_Requirements:_
a) In the editorial on Delhi's status, which three matters does Article 239AA exclude from the Delhi Assembly's law-making power?
b) Collect every line of the records that contains the word "small".
-- BEGIN Source passage --
Third and final round: On the tussle over Delhi’s status

The complexities of the law governing the National Capital Territory (NCT) of Delhi will once again be under elaborate judicial focus. In what will be the third round of litigation in the dispute between the Union government and the Government of the NCT of Delhi, a Constitution Bench will embark on interpreting a couple of phrases in Article 239AA, which confers a unique status for Delhi. It would indeed seem unnecessary for another Constitution Bench after five judges had rendered an authoritative pronouncement in 2018 on various questions that arose from Article 239AA. However, the Chief Justice of India, Justice N.V. Ramana, has made it clear that the reference to a five-member Bench will be strictly limited to the interpretation of a couple of phrases that were not examined by the earlier Bench, and no other point will be reopened. Broadly, the 2018 verdict, through three concurring opinions, had ruled that Delhi was indeed a Union Territory, but the Lieutenant Governor, as the Administrator appointed by the President, should act as per the aid and advice of the Council of Ministers, in areas in which legislative power was conferred on Delhi’s Legislative Assembly. Under Article 239AA, except for police, public order and land, the Delhi Assembly can make law on all other matters in the State and Concurrent Lists ‘insofar as such matter is applicable to Union Territories’. The mandate of the hearing is to declare what this phrase means, and whether it is one more limitation on Delhi’s legislative, and by extension, executive powers.
-- END Source passage --
-- BEGIN Records to use --
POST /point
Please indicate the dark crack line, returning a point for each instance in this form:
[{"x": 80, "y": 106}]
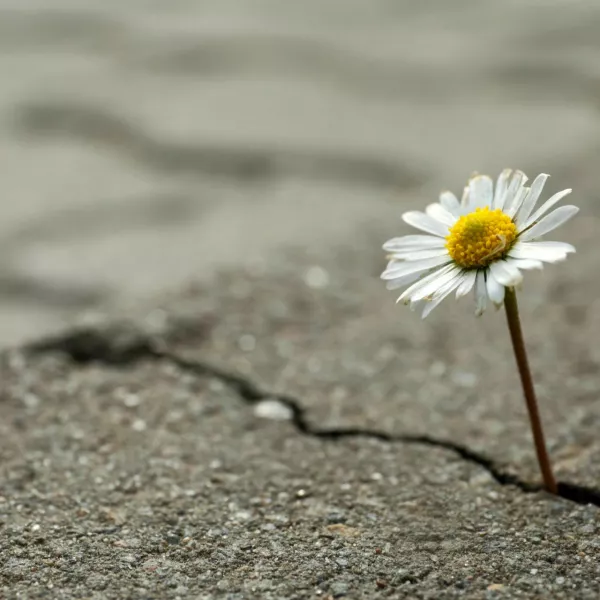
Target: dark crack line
[
  {"x": 247, "y": 164},
  {"x": 120, "y": 348}
]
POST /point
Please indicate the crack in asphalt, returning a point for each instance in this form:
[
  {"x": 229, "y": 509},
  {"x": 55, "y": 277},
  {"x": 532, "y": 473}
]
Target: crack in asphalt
[
  {"x": 121, "y": 347},
  {"x": 103, "y": 129}
]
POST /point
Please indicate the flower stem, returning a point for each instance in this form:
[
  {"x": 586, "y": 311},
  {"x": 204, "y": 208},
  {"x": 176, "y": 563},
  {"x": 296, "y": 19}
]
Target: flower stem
[{"x": 516, "y": 334}]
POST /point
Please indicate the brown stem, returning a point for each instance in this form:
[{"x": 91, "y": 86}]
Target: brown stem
[{"x": 514, "y": 324}]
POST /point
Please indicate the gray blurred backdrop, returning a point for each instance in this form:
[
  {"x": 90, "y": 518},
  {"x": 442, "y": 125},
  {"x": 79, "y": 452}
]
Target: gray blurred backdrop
[{"x": 145, "y": 144}]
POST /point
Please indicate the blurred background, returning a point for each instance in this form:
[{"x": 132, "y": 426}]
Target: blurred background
[{"x": 147, "y": 144}]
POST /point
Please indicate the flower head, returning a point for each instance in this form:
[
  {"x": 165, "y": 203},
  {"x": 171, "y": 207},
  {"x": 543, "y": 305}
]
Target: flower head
[{"x": 482, "y": 242}]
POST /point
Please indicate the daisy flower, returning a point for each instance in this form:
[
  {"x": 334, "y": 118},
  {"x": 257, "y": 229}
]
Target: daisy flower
[{"x": 482, "y": 243}]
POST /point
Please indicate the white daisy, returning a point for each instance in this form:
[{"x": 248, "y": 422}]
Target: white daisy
[{"x": 482, "y": 242}]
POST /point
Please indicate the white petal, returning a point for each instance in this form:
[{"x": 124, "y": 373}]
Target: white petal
[
  {"x": 501, "y": 187},
  {"x": 516, "y": 183},
  {"x": 464, "y": 201},
  {"x": 539, "y": 251},
  {"x": 495, "y": 289},
  {"x": 549, "y": 223},
  {"x": 450, "y": 202},
  {"x": 419, "y": 254},
  {"x": 513, "y": 208},
  {"x": 439, "y": 213},
  {"x": 480, "y": 293},
  {"x": 481, "y": 191},
  {"x": 529, "y": 203},
  {"x": 542, "y": 210},
  {"x": 442, "y": 293},
  {"x": 417, "y": 242},
  {"x": 428, "y": 285},
  {"x": 405, "y": 268},
  {"x": 425, "y": 223},
  {"x": 505, "y": 273},
  {"x": 525, "y": 263},
  {"x": 467, "y": 283}
]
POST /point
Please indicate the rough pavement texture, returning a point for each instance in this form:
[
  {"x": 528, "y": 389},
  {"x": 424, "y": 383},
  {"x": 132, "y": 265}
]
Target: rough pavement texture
[{"x": 281, "y": 429}]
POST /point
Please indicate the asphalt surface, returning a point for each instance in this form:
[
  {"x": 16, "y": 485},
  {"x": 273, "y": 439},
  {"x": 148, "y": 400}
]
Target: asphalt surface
[{"x": 206, "y": 391}]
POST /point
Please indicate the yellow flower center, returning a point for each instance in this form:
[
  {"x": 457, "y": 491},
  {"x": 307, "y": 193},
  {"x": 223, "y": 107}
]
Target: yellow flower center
[{"x": 480, "y": 237}]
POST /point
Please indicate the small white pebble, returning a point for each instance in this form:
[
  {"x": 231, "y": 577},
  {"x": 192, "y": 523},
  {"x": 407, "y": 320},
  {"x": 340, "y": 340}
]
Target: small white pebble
[
  {"x": 139, "y": 425},
  {"x": 31, "y": 401},
  {"x": 464, "y": 379},
  {"x": 316, "y": 278},
  {"x": 131, "y": 400},
  {"x": 437, "y": 369},
  {"x": 247, "y": 343},
  {"x": 274, "y": 410}
]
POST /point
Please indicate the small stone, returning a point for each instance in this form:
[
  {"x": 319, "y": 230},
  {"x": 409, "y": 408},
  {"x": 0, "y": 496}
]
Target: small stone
[
  {"x": 274, "y": 410},
  {"x": 336, "y": 517},
  {"x": 131, "y": 400},
  {"x": 464, "y": 379},
  {"x": 316, "y": 278},
  {"x": 139, "y": 425},
  {"x": 437, "y": 369},
  {"x": 31, "y": 401},
  {"x": 339, "y": 589},
  {"x": 247, "y": 343}
]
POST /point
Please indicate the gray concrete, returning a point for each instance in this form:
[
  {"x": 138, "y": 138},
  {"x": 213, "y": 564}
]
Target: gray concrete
[
  {"x": 214, "y": 181},
  {"x": 146, "y": 144}
]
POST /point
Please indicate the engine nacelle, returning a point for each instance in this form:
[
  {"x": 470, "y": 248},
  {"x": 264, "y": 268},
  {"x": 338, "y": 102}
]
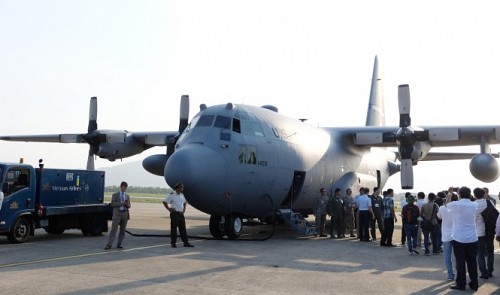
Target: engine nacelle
[
  {"x": 155, "y": 164},
  {"x": 484, "y": 167},
  {"x": 113, "y": 151}
]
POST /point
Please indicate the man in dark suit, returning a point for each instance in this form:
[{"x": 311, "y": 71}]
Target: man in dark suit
[{"x": 120, "y": 201}]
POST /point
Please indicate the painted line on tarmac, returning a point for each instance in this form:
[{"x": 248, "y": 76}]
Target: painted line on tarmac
[{"x": 77, "y": 256}]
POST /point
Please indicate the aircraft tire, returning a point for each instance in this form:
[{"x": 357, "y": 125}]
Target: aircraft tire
[
  {"x": 216, "y": 226},
  {"x": 234, "y": 226},
  {"x": 21, "y": 231}
]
-- END Records to use --
_Answers to the tasks:_
a) Police, public order and land.

b)
Please indicate the small white pebble, returning a point for each instance in this form:
Target: small white pebble
Please indicate the small stone, returning a point for each instance in this form:
Target: small stone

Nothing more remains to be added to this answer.